(Collected data)
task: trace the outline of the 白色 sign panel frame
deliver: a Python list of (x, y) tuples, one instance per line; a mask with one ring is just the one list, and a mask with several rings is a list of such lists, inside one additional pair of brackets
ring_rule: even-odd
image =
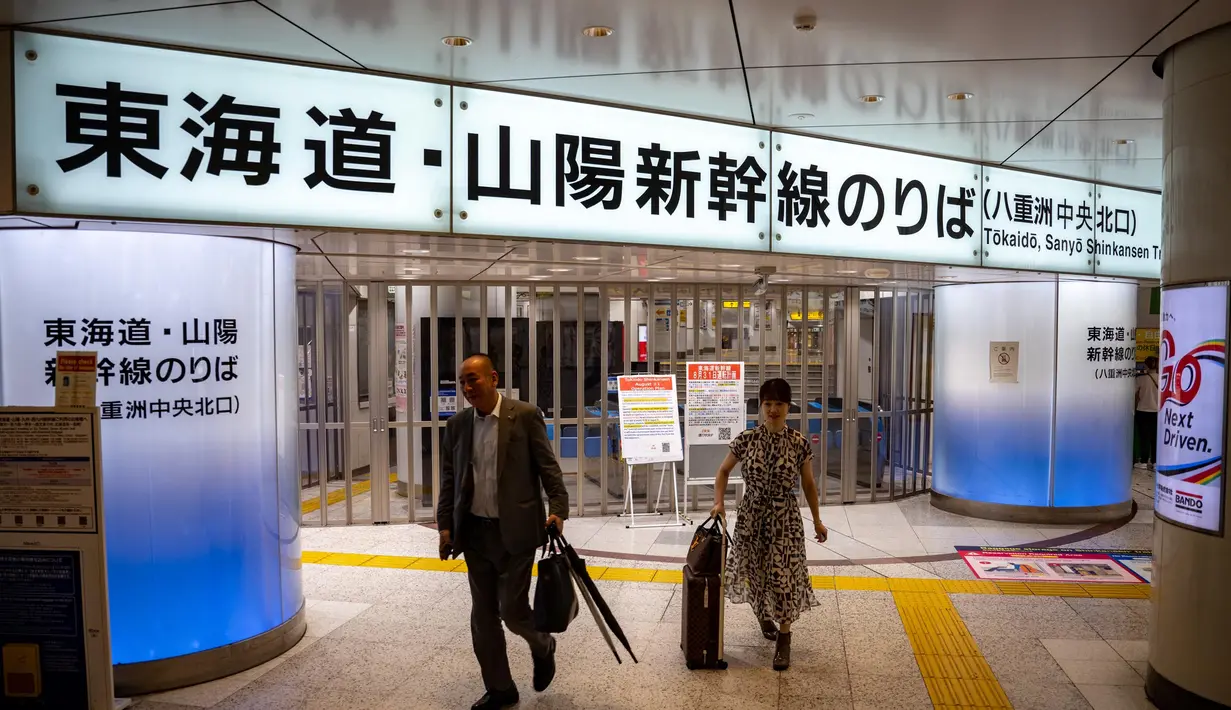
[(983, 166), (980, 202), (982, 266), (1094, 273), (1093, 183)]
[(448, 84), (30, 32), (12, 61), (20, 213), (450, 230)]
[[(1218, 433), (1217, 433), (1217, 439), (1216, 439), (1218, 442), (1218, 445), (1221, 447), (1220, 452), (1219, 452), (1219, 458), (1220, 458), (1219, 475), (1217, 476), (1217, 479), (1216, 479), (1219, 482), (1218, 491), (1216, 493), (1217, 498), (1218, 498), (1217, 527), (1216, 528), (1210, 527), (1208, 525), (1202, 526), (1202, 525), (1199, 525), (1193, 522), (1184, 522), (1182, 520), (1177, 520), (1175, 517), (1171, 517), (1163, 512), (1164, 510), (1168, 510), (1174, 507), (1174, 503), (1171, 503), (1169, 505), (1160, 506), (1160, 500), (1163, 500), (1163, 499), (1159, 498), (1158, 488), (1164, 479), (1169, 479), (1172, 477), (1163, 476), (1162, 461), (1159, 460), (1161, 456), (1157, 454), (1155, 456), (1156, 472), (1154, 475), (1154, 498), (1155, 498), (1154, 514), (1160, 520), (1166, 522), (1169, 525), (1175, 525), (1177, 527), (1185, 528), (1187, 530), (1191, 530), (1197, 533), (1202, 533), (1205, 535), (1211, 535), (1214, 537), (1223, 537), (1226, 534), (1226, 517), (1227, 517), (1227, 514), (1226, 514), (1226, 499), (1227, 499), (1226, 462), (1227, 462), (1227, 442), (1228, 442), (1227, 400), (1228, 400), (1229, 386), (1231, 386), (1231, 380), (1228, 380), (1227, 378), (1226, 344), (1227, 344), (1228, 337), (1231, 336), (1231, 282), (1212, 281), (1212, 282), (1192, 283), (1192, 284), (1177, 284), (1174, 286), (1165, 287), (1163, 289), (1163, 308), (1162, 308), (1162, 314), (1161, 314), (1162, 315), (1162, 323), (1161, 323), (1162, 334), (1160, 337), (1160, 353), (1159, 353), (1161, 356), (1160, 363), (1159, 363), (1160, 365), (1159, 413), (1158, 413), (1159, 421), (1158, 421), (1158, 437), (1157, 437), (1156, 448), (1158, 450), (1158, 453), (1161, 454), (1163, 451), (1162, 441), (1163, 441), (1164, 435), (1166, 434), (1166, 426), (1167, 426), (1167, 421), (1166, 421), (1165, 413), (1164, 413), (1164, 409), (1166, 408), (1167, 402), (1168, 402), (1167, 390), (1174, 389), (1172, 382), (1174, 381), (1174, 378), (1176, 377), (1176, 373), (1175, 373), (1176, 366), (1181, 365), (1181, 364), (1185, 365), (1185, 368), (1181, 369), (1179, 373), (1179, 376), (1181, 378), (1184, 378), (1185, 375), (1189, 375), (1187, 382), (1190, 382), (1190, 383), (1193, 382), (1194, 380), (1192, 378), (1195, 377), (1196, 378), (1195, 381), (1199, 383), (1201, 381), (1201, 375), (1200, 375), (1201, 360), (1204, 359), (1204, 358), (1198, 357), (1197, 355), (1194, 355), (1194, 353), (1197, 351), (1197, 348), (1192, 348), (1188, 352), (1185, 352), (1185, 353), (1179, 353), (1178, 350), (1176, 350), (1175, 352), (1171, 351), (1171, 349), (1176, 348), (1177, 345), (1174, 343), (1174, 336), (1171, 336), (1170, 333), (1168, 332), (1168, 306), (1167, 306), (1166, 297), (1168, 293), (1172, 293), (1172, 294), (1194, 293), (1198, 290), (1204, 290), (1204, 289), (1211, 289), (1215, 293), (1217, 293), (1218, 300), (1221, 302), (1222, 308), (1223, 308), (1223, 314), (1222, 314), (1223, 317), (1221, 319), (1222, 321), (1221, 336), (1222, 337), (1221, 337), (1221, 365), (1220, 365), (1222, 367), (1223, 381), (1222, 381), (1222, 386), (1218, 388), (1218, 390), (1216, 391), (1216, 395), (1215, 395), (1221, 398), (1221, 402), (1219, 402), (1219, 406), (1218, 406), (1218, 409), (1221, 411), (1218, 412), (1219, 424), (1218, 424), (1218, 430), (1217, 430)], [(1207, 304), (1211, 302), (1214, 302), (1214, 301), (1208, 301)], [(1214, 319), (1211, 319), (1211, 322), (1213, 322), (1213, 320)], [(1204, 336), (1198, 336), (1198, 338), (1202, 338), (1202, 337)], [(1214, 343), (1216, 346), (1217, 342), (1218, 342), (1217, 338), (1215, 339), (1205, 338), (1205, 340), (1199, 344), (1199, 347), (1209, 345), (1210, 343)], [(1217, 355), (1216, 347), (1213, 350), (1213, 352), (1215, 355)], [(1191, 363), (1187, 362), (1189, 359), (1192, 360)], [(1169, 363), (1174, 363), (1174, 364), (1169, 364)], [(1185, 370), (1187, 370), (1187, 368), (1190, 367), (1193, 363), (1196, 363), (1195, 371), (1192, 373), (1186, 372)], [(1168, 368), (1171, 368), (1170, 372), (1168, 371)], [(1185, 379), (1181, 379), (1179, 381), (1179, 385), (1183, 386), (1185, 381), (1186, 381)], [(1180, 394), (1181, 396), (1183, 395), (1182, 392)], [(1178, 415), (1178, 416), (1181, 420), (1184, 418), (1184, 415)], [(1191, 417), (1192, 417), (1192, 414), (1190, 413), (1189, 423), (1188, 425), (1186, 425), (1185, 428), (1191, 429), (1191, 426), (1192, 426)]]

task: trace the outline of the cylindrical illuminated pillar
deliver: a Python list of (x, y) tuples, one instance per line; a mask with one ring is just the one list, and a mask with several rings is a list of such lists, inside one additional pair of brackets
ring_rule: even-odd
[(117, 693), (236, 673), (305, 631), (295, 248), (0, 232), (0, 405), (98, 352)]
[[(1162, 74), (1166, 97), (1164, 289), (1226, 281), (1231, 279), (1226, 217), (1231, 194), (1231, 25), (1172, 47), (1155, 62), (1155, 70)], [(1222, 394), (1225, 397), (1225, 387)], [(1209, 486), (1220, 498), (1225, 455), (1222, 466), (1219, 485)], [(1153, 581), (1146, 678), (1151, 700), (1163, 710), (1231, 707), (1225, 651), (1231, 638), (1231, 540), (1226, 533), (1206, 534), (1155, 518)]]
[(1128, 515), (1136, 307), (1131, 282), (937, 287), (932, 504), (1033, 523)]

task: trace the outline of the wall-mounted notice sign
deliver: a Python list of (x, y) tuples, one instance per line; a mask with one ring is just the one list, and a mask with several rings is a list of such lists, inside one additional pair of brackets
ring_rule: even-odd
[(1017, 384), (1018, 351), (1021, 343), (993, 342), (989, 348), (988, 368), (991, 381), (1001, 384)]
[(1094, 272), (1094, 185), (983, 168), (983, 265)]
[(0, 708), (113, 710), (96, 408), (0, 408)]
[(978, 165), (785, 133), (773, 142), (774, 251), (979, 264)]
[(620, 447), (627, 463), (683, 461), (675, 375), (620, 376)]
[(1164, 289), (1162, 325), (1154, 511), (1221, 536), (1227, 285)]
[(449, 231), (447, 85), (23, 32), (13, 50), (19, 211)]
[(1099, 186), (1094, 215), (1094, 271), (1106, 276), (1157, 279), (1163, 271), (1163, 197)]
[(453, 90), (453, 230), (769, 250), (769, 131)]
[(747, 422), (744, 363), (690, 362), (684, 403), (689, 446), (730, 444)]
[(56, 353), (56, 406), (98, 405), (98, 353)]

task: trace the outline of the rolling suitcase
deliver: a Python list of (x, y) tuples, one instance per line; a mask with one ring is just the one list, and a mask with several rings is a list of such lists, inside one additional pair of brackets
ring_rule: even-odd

**ABOUT THIS EXERCISE**
Where the string "trace" occurs in a line above, count that line, and report solely the final figure.

**RESULT OF THE TASK**
4